Could you rewrite the listing between the lines holding "wood grain, imagine" and "[[105, 390], [28, 384]]", inclusive, as a two-column CSV with the columns text and answer? Give one row for each text and its answer, put each field in double quotes, and turn any line breaks into spaces.

▶ Point placement records
-------------------------

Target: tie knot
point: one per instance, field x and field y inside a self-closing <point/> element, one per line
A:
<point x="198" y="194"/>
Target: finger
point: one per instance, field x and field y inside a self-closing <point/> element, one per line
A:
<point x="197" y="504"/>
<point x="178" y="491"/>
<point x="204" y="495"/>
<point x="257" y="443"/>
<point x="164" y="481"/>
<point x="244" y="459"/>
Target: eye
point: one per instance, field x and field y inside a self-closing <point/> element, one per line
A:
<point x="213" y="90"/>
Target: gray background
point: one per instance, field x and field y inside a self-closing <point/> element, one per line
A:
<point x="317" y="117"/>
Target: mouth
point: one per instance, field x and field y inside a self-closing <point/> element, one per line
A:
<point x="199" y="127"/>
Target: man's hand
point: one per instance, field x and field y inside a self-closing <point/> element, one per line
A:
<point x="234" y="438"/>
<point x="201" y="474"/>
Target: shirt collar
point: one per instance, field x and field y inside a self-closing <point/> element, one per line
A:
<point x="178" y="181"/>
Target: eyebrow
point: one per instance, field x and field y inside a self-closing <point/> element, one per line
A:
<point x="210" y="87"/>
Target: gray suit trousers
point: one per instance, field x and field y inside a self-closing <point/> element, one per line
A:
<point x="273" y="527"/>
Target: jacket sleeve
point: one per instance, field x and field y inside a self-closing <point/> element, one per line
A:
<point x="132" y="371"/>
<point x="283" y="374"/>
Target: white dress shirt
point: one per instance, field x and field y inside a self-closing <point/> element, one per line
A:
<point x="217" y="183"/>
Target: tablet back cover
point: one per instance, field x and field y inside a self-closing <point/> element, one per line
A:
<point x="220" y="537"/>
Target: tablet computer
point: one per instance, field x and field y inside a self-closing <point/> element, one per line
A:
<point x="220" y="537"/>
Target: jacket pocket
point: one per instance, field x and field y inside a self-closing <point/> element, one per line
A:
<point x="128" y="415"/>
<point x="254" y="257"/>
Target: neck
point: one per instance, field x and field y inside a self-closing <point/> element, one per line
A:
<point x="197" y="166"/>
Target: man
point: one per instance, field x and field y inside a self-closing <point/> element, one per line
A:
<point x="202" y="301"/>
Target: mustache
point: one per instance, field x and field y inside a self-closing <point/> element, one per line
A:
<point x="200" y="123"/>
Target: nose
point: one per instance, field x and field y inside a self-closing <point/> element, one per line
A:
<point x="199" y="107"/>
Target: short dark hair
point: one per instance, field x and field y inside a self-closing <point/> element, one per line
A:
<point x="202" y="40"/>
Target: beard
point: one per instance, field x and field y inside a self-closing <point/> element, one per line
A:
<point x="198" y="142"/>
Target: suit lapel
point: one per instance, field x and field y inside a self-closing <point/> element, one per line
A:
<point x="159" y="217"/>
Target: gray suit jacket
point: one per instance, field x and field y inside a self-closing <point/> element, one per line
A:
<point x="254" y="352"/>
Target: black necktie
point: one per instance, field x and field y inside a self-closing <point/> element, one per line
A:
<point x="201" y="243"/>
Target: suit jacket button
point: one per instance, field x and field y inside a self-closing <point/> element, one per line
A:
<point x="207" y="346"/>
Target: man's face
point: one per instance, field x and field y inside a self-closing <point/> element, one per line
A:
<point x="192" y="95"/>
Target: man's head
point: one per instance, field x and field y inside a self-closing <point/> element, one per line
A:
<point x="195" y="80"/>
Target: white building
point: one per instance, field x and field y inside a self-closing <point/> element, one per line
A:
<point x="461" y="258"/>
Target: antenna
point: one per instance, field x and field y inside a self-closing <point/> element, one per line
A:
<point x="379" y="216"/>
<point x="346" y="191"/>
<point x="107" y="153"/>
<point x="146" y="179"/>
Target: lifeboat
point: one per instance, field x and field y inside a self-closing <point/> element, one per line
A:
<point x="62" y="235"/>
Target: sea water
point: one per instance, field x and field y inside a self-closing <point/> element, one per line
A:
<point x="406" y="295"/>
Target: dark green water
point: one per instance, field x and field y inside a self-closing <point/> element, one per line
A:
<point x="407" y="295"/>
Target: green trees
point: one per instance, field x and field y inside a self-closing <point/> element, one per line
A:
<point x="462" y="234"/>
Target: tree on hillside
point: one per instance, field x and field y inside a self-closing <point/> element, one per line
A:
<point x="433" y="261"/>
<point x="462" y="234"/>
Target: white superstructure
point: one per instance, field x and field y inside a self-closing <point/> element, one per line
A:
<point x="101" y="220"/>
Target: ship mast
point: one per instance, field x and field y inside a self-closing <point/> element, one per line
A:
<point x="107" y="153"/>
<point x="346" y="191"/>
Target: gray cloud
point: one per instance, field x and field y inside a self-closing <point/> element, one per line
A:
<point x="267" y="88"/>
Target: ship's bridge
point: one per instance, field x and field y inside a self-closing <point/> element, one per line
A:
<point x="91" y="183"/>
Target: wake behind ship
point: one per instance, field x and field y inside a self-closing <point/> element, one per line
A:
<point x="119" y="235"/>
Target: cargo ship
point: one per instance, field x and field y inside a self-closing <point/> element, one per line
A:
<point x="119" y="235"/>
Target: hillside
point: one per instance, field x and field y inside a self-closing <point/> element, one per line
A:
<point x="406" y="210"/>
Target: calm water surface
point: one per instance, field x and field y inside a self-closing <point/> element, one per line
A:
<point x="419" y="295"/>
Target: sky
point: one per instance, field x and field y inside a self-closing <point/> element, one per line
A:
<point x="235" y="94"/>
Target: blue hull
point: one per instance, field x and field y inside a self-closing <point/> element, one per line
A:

-------------------------

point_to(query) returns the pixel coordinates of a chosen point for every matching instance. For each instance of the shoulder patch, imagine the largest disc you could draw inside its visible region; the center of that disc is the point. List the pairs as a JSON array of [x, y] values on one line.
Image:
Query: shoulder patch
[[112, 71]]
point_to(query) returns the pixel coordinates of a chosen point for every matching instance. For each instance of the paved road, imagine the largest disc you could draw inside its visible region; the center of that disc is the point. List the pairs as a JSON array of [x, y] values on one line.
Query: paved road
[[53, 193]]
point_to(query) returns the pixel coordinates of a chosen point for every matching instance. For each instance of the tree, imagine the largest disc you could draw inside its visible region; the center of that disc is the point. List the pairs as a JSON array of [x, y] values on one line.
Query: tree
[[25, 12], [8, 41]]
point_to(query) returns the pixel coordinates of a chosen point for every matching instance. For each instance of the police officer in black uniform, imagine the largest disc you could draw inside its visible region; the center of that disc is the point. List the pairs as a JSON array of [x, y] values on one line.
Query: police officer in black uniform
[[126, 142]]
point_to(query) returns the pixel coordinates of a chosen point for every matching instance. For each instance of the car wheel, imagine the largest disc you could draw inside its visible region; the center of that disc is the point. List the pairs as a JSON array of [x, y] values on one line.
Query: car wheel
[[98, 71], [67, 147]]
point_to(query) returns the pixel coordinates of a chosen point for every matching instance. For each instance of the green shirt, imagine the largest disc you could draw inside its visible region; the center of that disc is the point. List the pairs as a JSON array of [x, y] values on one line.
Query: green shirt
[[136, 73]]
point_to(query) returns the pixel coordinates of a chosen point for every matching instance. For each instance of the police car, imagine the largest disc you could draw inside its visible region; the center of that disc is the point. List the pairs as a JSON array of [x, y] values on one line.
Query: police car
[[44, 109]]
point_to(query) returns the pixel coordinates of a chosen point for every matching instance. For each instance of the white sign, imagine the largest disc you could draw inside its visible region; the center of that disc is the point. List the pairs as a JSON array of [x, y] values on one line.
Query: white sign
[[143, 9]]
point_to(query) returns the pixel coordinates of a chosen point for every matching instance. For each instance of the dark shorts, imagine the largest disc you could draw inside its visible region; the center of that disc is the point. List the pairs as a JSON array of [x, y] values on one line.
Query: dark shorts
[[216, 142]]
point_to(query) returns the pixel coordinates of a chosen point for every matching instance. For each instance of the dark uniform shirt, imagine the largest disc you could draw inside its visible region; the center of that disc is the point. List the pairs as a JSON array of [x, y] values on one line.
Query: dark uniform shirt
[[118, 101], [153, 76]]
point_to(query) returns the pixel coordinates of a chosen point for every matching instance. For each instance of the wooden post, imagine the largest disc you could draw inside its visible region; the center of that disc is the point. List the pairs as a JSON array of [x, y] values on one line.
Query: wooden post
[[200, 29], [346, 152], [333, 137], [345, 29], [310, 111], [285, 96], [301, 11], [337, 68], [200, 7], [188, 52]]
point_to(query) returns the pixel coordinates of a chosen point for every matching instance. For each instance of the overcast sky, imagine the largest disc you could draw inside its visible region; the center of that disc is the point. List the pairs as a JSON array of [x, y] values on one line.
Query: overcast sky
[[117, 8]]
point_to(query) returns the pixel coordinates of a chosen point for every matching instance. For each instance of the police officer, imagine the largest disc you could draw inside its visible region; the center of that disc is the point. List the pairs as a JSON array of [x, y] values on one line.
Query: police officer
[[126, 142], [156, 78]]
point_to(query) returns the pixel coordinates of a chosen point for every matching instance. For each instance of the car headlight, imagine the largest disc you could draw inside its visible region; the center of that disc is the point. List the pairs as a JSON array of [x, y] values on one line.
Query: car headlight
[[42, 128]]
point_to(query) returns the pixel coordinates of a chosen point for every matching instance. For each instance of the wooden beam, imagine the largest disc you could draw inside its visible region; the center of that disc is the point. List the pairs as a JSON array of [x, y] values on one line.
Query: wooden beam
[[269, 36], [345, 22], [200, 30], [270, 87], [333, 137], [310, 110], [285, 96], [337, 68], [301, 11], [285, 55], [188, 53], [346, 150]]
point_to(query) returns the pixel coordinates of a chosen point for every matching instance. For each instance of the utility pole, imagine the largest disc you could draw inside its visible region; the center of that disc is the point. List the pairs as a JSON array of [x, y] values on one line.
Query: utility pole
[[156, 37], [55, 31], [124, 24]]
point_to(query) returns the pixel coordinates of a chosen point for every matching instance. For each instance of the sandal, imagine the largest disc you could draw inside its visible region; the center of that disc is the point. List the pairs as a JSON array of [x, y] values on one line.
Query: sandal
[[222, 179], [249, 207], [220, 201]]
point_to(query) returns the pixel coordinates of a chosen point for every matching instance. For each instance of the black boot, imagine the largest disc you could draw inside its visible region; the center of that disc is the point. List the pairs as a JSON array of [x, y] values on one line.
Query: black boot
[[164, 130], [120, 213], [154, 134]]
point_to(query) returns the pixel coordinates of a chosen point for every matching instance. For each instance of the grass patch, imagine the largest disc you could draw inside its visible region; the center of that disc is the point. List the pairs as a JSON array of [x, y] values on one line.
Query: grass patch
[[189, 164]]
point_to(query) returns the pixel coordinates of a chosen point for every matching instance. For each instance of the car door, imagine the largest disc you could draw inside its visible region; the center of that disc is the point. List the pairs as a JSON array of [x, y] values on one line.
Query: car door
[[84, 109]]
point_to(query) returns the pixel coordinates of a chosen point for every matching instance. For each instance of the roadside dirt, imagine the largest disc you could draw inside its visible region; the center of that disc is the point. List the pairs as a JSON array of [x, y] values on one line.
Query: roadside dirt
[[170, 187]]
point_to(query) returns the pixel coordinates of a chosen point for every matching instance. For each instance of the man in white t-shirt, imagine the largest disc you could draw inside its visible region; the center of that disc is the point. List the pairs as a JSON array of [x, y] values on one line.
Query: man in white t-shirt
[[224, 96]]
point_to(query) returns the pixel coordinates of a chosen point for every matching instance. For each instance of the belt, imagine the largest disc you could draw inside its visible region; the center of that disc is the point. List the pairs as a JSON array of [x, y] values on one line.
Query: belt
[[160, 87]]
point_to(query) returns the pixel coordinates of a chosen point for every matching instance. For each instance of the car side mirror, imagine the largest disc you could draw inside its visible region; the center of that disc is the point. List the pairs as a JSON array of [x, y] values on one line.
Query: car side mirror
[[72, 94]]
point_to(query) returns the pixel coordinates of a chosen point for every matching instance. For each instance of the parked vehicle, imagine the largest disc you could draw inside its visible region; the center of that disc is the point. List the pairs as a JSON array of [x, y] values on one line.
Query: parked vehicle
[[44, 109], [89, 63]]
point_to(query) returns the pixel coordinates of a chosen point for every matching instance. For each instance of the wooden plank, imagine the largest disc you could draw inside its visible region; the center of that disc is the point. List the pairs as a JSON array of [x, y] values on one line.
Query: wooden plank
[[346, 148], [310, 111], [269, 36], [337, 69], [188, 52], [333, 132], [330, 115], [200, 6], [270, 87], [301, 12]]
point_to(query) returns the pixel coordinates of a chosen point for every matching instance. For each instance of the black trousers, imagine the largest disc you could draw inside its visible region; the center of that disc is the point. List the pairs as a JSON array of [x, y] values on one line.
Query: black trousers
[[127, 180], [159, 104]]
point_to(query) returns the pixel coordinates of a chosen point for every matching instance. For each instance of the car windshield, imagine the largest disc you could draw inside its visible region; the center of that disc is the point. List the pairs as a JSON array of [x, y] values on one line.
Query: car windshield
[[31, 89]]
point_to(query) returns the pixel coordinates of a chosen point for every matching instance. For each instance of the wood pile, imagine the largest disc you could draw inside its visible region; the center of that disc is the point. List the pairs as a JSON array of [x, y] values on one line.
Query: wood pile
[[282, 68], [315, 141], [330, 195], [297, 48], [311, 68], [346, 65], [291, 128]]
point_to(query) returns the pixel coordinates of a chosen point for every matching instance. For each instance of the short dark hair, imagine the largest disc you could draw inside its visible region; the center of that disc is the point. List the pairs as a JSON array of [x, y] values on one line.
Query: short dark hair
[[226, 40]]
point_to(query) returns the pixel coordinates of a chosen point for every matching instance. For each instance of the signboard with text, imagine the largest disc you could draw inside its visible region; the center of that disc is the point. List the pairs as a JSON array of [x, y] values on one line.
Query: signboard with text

-------------------------

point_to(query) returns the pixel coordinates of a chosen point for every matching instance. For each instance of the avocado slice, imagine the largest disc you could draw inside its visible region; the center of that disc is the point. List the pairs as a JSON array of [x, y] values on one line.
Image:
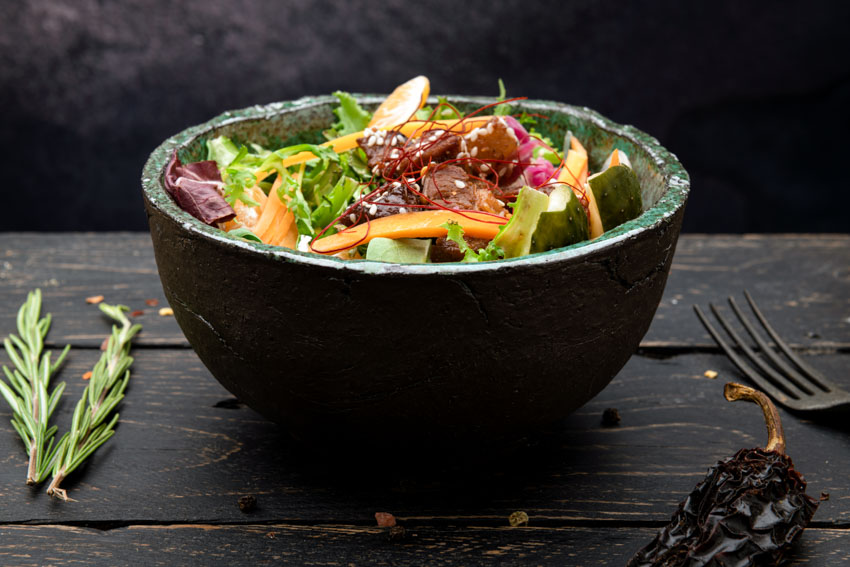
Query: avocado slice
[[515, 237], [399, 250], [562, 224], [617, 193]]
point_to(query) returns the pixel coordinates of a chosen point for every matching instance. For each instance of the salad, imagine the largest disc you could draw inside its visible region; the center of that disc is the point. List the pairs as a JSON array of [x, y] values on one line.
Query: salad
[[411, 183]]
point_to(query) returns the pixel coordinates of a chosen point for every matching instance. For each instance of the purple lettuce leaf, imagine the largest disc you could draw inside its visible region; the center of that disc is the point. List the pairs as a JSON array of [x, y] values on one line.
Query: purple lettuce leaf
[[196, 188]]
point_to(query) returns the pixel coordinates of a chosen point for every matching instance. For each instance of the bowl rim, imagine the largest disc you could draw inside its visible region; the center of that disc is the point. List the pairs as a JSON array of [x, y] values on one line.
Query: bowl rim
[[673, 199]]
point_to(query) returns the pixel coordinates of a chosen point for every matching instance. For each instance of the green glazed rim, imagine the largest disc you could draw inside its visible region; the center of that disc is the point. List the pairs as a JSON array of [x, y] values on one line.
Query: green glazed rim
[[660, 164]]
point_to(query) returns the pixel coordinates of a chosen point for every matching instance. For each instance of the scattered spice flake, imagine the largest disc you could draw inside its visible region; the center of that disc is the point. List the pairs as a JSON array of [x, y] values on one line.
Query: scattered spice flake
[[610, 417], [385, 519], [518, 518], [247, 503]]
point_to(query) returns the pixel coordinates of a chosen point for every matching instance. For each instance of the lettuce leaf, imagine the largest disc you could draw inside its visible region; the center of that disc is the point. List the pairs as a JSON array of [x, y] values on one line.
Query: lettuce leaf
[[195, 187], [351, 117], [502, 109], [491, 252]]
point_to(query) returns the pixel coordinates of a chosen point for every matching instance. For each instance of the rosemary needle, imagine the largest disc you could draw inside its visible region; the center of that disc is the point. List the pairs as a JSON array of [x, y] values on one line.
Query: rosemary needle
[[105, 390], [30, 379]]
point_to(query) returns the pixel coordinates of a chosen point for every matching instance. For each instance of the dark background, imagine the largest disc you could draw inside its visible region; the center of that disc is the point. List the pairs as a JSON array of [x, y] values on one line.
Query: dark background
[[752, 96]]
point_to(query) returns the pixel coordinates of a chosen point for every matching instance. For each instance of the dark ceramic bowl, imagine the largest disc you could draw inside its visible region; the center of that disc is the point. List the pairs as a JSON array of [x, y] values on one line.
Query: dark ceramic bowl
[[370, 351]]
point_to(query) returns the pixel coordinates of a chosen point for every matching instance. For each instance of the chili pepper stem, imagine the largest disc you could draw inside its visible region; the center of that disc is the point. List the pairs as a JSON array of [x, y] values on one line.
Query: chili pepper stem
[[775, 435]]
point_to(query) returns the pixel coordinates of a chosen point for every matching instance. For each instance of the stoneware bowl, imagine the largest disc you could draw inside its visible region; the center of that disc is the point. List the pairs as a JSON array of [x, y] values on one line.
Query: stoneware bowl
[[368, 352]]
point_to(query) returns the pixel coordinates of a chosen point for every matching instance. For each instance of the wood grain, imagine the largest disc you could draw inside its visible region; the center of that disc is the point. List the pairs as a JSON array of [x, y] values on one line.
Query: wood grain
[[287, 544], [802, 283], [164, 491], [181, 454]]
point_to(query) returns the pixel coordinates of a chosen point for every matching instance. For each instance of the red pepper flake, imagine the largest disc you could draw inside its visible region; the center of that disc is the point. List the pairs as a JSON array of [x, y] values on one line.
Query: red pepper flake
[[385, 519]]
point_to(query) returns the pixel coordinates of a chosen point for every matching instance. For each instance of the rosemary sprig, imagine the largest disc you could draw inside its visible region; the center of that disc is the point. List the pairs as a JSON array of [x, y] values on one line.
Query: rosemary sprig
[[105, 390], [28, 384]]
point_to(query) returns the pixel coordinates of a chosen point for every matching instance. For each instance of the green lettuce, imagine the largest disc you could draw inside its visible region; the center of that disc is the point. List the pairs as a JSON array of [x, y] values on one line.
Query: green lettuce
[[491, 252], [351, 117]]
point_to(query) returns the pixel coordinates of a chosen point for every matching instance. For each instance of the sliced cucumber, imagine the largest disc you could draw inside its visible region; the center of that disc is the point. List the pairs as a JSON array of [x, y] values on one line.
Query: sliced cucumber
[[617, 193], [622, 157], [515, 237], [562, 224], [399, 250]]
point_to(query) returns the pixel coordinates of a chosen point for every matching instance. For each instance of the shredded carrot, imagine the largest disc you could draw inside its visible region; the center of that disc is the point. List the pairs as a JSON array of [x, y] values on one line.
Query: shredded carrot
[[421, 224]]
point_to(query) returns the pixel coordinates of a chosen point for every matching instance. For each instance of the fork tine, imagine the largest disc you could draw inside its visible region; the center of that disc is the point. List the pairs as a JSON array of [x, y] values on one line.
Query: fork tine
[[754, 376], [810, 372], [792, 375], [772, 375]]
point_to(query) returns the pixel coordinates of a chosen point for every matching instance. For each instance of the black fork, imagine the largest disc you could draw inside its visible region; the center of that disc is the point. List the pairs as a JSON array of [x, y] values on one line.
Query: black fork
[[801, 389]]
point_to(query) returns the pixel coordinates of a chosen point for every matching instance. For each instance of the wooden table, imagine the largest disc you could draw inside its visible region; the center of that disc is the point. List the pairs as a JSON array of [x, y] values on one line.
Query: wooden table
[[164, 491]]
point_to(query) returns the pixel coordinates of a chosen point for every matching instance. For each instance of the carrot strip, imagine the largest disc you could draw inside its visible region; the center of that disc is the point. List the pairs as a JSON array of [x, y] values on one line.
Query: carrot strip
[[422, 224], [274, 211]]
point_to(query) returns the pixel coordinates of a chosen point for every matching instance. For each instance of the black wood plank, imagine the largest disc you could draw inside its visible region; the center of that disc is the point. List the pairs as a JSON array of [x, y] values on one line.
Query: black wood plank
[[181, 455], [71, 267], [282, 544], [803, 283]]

-------------------------

▶ Output for this exercise
text,answer
"point_to(query) returns the pixel coordinates of a chosen point for every matching instance. For each instance of the wood grain, imagine the largest disc you could draw inside its visible region; the center of that disc is the point. List the pairs as a JSON array of [x, y] values on one line. Query: wood grain","[[287, 544], [802, 283], [164, 491], [181, 454]]"
"point_to(query) returns the pixel coordinates of a chosen point for every matching instance. For each instance of the red pepper flake, imagine the largest disc you could draw inside its visible region; the center of that disc is the point. List the pairs as a JSON array of [x, y] values on one line. Query: red pepper flake","[[385, 519]]"
"point_to(query) returns the pixel coordinates of a chosen point for every matching instance. For each instance of the rosemary sprig, imagine the largest disc you could draw inside its visible region; the center of that disc is the point. List the pairs as a JSON array of [x, y] values on one line. Query: rosemary sprig","[[105, 390], [28, 384]]"